* STATED PROBLEM: Reproduce the stretch of the passage on computational approaches to metaphor from "In terms of" through "imply this. (31)".

* PASSAGE:
## start

Computational approaches to metaphor have focused on one or more of the following issues: inference (Section 3.2.1), recognition in text and discourse (Section 3.2.2), and acquisition and representation (Section 3.2.3). 3.2.1

Metaphor and Inference

As illustrated by the examples provided above (Section 3.1), and further documented by corpus analyses (see Section 3.2.2), below), conventionalized metaphor is an everyday issue. Most Natural Language Processing (NLP) systems have to face it sooner or later. A successful handling of conventional metaphor is also the first step towards the processing of novel metaphor. Obvious problems for NLP systems caused by metaphorical expressions consist in the incompatibility of metaphorically used nouns as arguments of verbs. In systems which constrain the type of arguments for every verb by semantic features like human, living, concrete or abstract (“selectional restrictions”), metaphors can cause inconsistencies that have to be solved. For example, if the grammatical subject of the English verb go was restricted to entities classified as living in a given system, the sentence (30) taken from Hobbs (1992) could not be parsed. (30)

The variable N goes from 1 to 100.

Obviously, there is an open-ended number of such sentences. To increase the ability of systems to deal with incompatibilities of this kind, caused by instantiations of conceptual metaphors, systems including metaphor processing mechanisms have been designed and implemented. These knowledge-based systems encode a representation of at least a part of the conventionalized mapping, leveraging “knowledge of systematic language conventions in an attempt to avoid resorting to more computationally expensive methods” (Martin, 1994). The systems generally perform much of the necessary knowledge-based reasoning in the source domain and transfer the results back to the target domain using the mapping representation. This procedure is applied, for example, in KARMA’s networks (Narayanan, 1999; Feldman and Narayanan, 2004) or in the rules of TACITUS (Hobbs, 1992) and ATT-Meta (Barnden and Lee, 2001). Both KARMA (Narayanan, 1997a, 1999) and ATT-Meta (Barnden and Lee, 2001) are systems that can reason explicitly with metaphors, based on the theory of conceptual metaphors. These two systems have different motivations, and at least in their current state, offer a slightly different functionality. KARMA can be seen as a story understanding system, producing a temporally evolving state representation in the target domain, and an output that provides the Most Probable Explanation (MPE) of the input so far, combining metaphoric inference with background knowledge in the source and target domains. ATT-Meta can be seen as a Question-Answering system that verifies whether a fact (submitted as a user query) holds, given a possibly metaphorical representation of the current state of the world. There are some fundamental differences in the computational design and particular abilities of the two systems. For example, at design and implementation level, KARMA uses x-schemas (“executing schemas” (Feldman and Narayanan, 2004, p. 387)) implemented as extended Stochastic Petri Nets for the source domain and Temporally Extended Bayes networks (aka Dynamic Bayes Nets) for the target domain. The ATT-Meta approach uses situation-based or episode-based firstorder logic throughout (Barnden and Lee, 2001, p. 34). 13

In terms of the specific strengths of the systems, KARMA was developed in the context of a larger research program on the neural theory of language acquisition and use (Feldman, 2006) and modeled the role of imaginative simulation with sensory-motor representations for inference about abstract actions and events (Narayanan, 1997a). The system demonstrated the beginnings of the ability to detect interpreter’s bias in metaphorical utterances; for example, (31) implies that the speaker or writer in general opposes government control of economy, whereas (32) does not imply this. (31)

## end

Data lines:
## start

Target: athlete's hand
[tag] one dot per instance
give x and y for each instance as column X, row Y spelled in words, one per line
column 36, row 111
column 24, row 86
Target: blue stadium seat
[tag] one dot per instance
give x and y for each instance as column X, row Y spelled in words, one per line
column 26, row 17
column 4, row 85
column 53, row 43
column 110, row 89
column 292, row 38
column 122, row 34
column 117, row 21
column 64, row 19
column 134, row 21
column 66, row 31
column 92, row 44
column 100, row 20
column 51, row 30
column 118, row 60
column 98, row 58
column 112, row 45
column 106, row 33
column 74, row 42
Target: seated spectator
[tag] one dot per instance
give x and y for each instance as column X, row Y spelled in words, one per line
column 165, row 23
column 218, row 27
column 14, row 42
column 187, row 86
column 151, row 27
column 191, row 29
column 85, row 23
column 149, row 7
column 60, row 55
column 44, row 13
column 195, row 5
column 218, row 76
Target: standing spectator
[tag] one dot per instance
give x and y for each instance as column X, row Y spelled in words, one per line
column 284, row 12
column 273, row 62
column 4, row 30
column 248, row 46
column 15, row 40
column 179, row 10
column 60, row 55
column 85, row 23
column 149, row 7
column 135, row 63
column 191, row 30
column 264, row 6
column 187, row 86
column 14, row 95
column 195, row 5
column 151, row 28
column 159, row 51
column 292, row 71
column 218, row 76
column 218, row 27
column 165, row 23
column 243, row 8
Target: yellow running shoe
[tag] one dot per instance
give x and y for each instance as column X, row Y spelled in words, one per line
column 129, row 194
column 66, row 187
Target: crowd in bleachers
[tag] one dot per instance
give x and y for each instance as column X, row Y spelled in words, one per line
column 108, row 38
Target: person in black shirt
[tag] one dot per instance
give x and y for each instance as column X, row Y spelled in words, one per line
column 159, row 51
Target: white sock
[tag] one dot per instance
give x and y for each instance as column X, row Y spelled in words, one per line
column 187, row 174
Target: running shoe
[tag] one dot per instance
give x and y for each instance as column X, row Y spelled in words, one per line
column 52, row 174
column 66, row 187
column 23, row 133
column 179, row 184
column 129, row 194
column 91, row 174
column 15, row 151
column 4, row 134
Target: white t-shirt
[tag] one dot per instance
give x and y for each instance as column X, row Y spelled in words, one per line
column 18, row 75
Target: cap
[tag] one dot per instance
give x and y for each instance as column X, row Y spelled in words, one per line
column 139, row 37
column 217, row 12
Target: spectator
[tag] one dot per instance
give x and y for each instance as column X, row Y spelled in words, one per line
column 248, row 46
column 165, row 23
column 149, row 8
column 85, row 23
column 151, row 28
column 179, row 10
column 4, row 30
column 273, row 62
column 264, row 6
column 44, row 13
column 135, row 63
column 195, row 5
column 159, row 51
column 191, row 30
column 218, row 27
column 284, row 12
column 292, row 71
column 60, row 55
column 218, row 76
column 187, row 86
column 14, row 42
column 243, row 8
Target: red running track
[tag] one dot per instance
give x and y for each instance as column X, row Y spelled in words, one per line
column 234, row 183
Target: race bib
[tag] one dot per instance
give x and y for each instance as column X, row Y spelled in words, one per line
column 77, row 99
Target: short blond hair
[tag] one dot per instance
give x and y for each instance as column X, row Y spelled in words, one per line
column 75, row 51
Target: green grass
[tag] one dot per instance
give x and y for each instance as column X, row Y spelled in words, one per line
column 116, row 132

## end

* TASK ANSWER:
In terms of the specific strengths of the systems, KARMA was developed in the context of a larger research program on the neural theory of language acquisition and use (Feldman, 2006) and modeled the role of imaginative simulation with sensory-motor representations for inference about abstract actions and events (Narayanan, 1997a). The system demonstrated the beginnings of the ability to detect interpreter’s bias in metaphorical utterances; for example, (31) implies that the speaker or writer in general opposes government control of economy, whereas (32) does not imply this. (31)